Rows from a pointing dataset
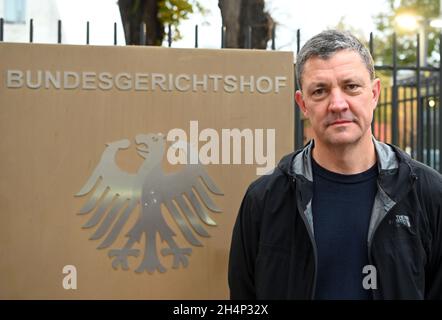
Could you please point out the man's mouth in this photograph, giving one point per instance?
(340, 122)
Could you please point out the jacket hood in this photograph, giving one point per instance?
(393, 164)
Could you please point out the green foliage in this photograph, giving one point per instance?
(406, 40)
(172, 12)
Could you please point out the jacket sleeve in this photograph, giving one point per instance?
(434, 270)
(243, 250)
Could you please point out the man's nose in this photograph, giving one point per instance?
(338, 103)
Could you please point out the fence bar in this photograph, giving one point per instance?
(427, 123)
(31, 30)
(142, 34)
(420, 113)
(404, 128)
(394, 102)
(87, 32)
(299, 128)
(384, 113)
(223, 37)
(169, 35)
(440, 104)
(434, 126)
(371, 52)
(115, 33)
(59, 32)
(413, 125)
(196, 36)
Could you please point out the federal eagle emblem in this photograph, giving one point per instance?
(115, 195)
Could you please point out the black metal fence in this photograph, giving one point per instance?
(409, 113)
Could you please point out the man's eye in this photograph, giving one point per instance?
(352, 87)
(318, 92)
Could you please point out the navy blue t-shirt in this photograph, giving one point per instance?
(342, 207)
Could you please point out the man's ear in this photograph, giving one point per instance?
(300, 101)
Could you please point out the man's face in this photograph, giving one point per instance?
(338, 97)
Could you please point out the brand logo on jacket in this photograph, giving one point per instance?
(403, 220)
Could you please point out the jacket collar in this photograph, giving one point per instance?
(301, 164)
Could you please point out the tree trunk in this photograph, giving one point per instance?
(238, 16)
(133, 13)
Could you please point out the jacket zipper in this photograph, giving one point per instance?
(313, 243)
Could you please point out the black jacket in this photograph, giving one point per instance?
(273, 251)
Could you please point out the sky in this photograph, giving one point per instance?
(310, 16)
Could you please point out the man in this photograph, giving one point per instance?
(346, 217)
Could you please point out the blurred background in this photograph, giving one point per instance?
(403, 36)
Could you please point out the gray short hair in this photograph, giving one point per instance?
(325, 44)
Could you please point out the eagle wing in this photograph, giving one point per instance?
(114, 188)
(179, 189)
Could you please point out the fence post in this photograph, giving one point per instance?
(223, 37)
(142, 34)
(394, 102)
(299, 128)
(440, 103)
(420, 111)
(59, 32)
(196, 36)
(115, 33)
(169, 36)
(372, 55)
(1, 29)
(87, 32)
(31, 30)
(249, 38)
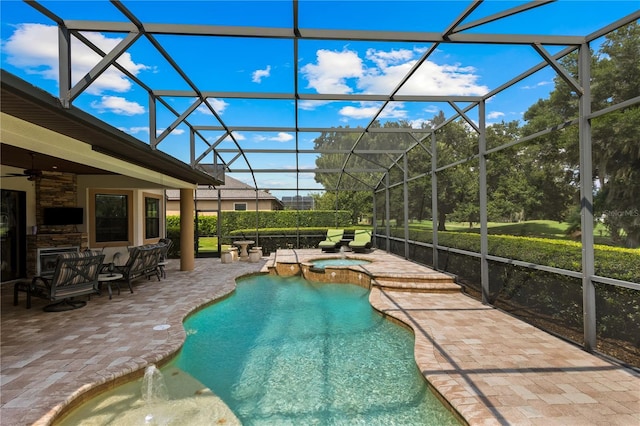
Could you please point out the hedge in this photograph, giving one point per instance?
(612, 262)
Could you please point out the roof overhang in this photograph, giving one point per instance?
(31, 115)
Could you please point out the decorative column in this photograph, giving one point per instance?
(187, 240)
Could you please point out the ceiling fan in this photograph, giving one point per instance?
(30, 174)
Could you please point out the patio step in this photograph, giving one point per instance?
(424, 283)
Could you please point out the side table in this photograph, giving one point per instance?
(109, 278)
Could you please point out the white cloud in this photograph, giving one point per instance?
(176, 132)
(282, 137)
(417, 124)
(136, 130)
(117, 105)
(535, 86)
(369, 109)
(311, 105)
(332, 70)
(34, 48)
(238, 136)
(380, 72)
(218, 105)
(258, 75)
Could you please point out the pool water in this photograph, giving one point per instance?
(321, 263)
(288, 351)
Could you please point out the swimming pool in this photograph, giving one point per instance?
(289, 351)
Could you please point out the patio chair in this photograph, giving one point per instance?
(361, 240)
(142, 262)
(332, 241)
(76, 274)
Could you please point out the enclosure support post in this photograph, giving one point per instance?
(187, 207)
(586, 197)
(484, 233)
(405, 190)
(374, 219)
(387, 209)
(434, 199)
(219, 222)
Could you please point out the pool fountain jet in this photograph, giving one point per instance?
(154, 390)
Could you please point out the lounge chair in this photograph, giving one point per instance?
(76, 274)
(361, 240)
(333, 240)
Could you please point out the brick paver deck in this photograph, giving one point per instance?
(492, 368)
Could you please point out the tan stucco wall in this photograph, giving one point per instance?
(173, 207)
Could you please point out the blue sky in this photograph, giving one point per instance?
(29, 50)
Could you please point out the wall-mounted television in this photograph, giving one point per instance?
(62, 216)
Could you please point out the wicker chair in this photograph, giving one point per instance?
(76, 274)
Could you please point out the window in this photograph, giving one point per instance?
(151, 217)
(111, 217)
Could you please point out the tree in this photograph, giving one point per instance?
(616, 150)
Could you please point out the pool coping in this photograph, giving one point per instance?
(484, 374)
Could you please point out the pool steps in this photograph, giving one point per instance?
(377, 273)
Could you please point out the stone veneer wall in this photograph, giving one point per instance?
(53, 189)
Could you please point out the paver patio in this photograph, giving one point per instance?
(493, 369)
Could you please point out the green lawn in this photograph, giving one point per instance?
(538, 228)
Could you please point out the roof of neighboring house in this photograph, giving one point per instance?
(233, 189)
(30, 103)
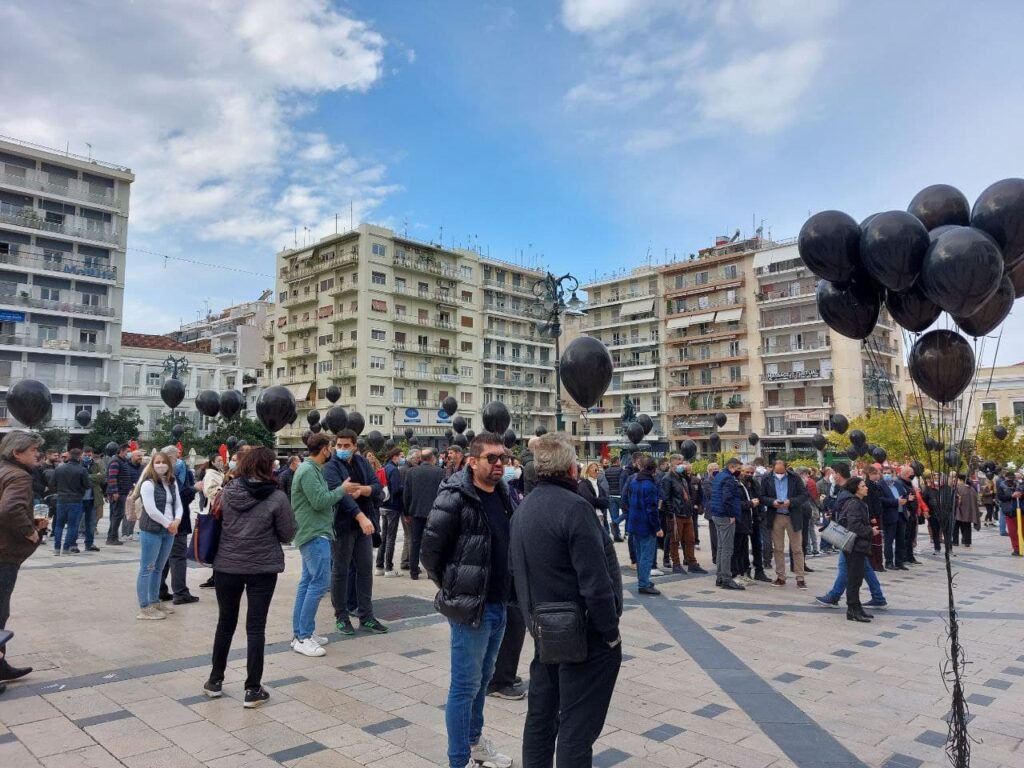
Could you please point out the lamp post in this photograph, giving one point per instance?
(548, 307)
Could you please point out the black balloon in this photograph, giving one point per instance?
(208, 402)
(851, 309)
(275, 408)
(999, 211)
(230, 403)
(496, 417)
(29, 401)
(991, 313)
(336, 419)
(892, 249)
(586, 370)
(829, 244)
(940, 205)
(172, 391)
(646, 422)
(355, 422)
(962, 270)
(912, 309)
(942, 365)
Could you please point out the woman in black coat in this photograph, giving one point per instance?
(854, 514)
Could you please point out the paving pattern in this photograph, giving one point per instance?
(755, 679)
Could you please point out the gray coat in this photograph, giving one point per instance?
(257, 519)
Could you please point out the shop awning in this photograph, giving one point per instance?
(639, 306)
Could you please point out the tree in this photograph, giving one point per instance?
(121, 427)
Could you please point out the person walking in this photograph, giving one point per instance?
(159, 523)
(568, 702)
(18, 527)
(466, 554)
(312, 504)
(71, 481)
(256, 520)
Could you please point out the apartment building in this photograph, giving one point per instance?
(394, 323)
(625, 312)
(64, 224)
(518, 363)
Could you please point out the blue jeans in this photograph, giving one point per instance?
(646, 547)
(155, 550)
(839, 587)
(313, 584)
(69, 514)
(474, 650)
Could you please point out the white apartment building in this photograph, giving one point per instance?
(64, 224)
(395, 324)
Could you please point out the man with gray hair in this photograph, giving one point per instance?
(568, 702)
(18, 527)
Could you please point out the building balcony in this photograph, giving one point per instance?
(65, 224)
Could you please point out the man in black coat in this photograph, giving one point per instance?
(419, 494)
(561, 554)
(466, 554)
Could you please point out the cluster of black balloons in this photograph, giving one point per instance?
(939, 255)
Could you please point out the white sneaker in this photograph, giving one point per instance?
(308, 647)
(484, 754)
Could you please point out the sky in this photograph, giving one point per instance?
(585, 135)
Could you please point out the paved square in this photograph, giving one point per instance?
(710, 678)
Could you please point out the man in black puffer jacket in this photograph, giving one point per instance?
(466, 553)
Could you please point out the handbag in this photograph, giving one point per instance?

Goal =>
The records above are to be reproduced exactly; the pictures are to be left out.

Finished exercise =>
Could you please point out the man's mouth in this photograph, giving one point per instance?
(340, 122)
Could you please point out the jacket hood in this photograph, giving one point per instance?
(393, 164)
Could you please point out the green foliage in this photograph, giving one point per instance?
(406, 40)
(172, 12)
Could you please point out the jacket sleeve in this photograph, giving one point per instance?
(434, 270)
(243, 250)
Could you please point out the man's nose in this photograph, giving one point per instance?
(338, 103)
Could you please point out the fence bar in this photograph, giving one point per instance?
(427, 123)
(31, 30)
(142, 34)
(420, 113)
(404, 128)
(394, 102)
(87, 32)
(299, 128)
(384, 113)
(223, 37)
(169, 35)
(440, 104)
(434, 126)
(371, 52)
(115, 33)
(59, 32)
(413, 125)
(196, 36)
Could you please point out the federal eagle emblem in this photograph, giving one point per instance?
(115, 195)
Could you please point out the black metal fence in this photograph, giving one point per instance?
(409, 113)
Could you please point out the man's eye in this photograph, giving one point per instance?
(352, 87)
(318, 92)
Could you please point out the navy blue t-shirt in this photograph, giving one point per instance?
(342, 207)
Could you please point out the man's ear in this photograph, giving one point per instance?
(300, 101)
Could you please point out the man's face in this photograph, giving one point per instance?
(338, 97)
Could you please point out the brand logo on jacket in this photograph, giving one point per instance?
(403, 220)
Could you please point out the jacket collar in this photograph, giving one point per instance?
(301, 164)
Could you please point out the tree trunk in this photograph, giving one point per instance?
(238, 16)
(133, 13)
Could you please point out the jacket zipper in this photograph, giving one point per instance?
(313, 243)
Could you please point out the black jacket in this photograph, giving one point per instance?
(273, 251)
Could you please point out the sky in this photograph, giving one point per instance?
(310, 16)
Could you please point out the man in this photograph, giving one point per instance?
(346, 217)
Could you please point out the blurred background in this photograph, giving one point per instance?
(403, 36)
Could you please point out the gray short hair in this photograph, giving one point per instance?
(325, 44)
Could you please point out the eagle wing in this photograph, giving one point per instance?
(114, 188)
(179, 189)
Could you please point out the fence post in this photograph, giving one point per instance?
(223, 37)
(142, 34)
(394, 102)
(299, 128)
(440, 103)
(420, 111)
(59, 32)
(196, 36)
(115, 33)
(169, 36)
(372, 55)
(1, 29)
(87, 32)
(31, 30)
(249, 38)
Could you please point out the hedge in this photograph, giving one point per instance?
(612, 262)
Could you please point out the roof overhang in this photograph, giving one point per instance?
(31, 115)
Could you please point out the decorative column in this photograph, giving one point per instance?
(187, 240)
Could you please point out the ceiling fan in this photograph, giving one point per instance?
(30, 174)
Could you please point out the patio step in this photograph, giving one point per instance?
(424, 283)
Could you please point out the side table in this photograph, giving one point per instance?
(109, 278)
Could you please point out the white cloud in this photograph, giving one point per instance?
(176, 132)
(282, 137)
(417, 124)
(136, 130)
(117, 105)
(535, 86)
(369, 109)
(311, 105)
(332, 70)
(34, 48)
(238, 136)
(380, 72)
(218, 105)
(258, 75)
Could you please point out the pool water in this photograph, giving one point per instance?
(321, 263)
(288, 351)
Could you please point out the swimming pool in this photograph, giving one point per instance?
(289, 351)
Could you please point out the patio chair in this photograph, giving one point per instance?
(361, 240)
(142, 262)
(332, 241)
(76, 274)
Could you please point out the enclosure support post in this photograph, giving one point per instance?
(187, 207)
(586, 197)
(484, 233)
(405, 190)
(374, 219)
(387, 209)
(434, 199)
(219, 222)
Could you please point out the pool fountain jet in this photograph, giving one point per instance?
(154, 390)
Could you please point out the lounge chair in this photograph, giving one point per instance?
(76, 274)
(361, 240)
(333, 240)
Could you please point out the brick paver deck in this photograph, giving one point per instance?
(492, 368)
Could you please point out the tan stucco wall in this photograph, giving one point per instance?
(173, 207)
Could you please point out the blue sky in this photograph, giving one point per instance?
(29, 50)
Could you please point out the wall-mounted television in this photograph, giving one point per instance?
(62, 216)
Could you please point out the wicker chair in this photograph, giving one point per instance?
(76, 274)
Could you please point out the window in this photograph, giving one point per instance?
(151, 217)
(111, 217)
Could you please point out the tree in this photograph, giving one point per instance?
(616, 150)
Could you please point out the pool coping in this photograph, giving one point per instance?
(484, 374)
Could you please point out the pool steps in this photograph, giving one point per instance?
(377, 273)
Could you please point out the stone veneer wall in this photograph, giving one point per instance?
(53, 189)
Could you please point out the paver patio in this photograph, giving one point per instance?
(493, 369)
Could you please point out the green lawn in this photograph, giving one point per instance?
(538, 228)
Could you please point out the roof of neighboring house in this photograph, giving one point per instance?
(233, 189)
(30, 103)
Could you please point out the lamp post in this photograph, giving one point per instance?
(548, 307)
Could you please point out the black balloon in this photograph, giving one point per instance?
(208, 402)
(851, 309)
(275, 408)
(999, 211)
(230, 403)
(496, 417)
(29, 401)
(991, 313)
(336, 419)
(892, 249)
(586, 370)
(829, 244)
(940, 205)
(172, 391)
(646, 422)
(355, 422)
(962, 270)
(912, 309)
(942, 365)
Could you please point out the woman in black coat in this photograph, giving one point per instance?
(854, 514)
Could you please point out the paving pattern in this photograph, giving one point per instance?
(755, 679)
Could you please point out the gray coat in this photograph, giving one point per instance?
(257, 519)
Could you please point out the shop awning in this photograph, giving one point per instance?
(639, 306)
Could you please point out the tree in this photograph, giving one point per instance?
(121, 427)
Could you please point out the person walking in this photograph, giving one point per instance?
(159, 523)
(568, 702)
(18, 527)
(466, 554)
(312, 504)
(71, 481)
(256, 520)
Could you please point out the apartment building in this photograph, giving one point per instance?
(394, 323)
(625, 312)
(64, 224)
(518, 363)
Could you please point out the blue jeans in this photograph, giving one point per instance?
(646, 547)
(155, 550)
(839, 587)
(313, 584)
(69, 514)
(474, 650)
Could you please point out the white apartment building in this photograph, giving one point per instance?
(64, 224)
(395, 324)
Could you please point out the man with gray hair in this photograph, giving one point per instance?
(568, 702)
(18, 527)
Could you please point out the building balcony in this photograph, giving one point per instance?
(65, 224)
Could you please point out the man in black coat in this photograph, giving one point per instance?
(419, 494)
(561, 554)
(466, 554)
Could you please point out the cluster of black balloons in this photograph, giving one point per instance?
(939, 255)
Could you please point out the white sneaker in this photograph, giving one point per instance?
(308, 647)
(484, 754)
Could you please point out the sky in this photograph, giving one point per instance?
(585, 135)
Could you please point out the paved square in this photograph, giving one point per instance?
(710, 678)
Could you please point out the man in black puffer jacket in this photograph, giving one point per instance?
(466, 553)
Could you please point out the handbag in this photograph, giving one point per instance?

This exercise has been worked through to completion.